* 課題一覧 *
**A.** 提示文の筆者は、自らをどのような人間だと述べていますか。
**B.** 提示文のうち「国家主義は国家間の対立だけに」で始まる段落を、主な事実を保ったまま、より簡潔に書き直してください。

国家主義が、全世界的に進行しつつあります。新型コロナウイルス問題が、国家間で他国を批判することを惹き起こし、治療薬やワクチンも、自国で開発したものは先ずは自国から、という発想になり、この周辺の技術や情報の国際連携を止め、更には米中の対立などが進行する中で、その他先端技術も、各国が他国への流出を止める動きが活発になる、と云うように内向きのサイクルが加速しています。国境をまたぐ移動が大幅に制限されていることも、その心理的イメージが、この内向きサイクルを更に加速させているでしょう。これはもう新しい時代の冷戦とも云えるような状態です。

国家主義は国家間の対立だけに留まりません。新型コロナウイルスの恐怖から、各国に於いて、国民は自らの私権を制限して、ロックダウンされることを望み、或いは許容しました。国によっては、為政者がまさにそこにつけ込んで、一気に国家権力を増強し、国民の管理を進めたところもいくつかあります。これらは主に発展途上国での話ですが、先進国に於いてすら、恐怖のために国の管理を甘んじて受ける風潮が見受けられます。

緊急事態ですから、或る程度は致し方ありません。しかしこのような国家主義的動きが増えてくる中で、私たちは鈍感にならず、ひとつひとつそれらの主旨を丁寧にチェックし、理解し、行き過ぎた国家主義、即ちナショナリズムの進行を止めないといけないと思います。私は中道・中庸を目指す人間ですが、最近の世の中の動きは、世界中にて、ところどころ心配なので、しっかりと注意していきたいと思っています。

* データ部 *
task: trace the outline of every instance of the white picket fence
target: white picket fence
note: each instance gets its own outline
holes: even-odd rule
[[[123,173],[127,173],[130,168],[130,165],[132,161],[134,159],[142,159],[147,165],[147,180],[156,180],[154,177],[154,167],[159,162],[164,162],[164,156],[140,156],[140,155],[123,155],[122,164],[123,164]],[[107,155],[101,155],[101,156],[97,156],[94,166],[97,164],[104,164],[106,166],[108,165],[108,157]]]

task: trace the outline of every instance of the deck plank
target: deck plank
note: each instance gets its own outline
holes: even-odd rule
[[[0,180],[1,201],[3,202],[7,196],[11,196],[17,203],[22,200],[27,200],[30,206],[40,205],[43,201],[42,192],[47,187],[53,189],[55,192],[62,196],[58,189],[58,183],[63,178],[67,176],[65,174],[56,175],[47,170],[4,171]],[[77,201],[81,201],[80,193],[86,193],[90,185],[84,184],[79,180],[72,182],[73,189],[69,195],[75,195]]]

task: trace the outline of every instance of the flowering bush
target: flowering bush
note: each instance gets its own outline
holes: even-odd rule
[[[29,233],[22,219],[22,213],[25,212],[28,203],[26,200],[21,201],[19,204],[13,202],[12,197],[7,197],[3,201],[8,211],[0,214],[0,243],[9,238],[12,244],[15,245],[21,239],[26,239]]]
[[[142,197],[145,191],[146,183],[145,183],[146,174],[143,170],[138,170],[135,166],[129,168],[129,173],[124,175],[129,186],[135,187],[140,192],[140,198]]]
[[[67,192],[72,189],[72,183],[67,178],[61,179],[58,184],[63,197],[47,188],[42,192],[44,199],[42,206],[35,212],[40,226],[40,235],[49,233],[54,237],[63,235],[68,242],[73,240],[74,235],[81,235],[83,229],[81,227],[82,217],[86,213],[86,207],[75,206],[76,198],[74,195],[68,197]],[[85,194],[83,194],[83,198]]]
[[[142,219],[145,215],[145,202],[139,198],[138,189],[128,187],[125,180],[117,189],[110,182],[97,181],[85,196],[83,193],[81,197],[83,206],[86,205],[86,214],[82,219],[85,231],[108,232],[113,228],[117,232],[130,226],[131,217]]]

* 各課題の結果 *
**A.** 中道・中庸を目指す人間です。

**B.** 国家主義は国家間の対立にとどまりません。新型コロナウイルスへの恐怖から、各国の国民は私権の制限やロックダウンを望み、あるいは許容しました。主に発展途上国では、為政者がこれにつけ込んで国家権力を一気に増強し、国民の管理を進めた国もあります。先進国においても、恐怖のために国の管理を甘んじて受ける風潮が見られます。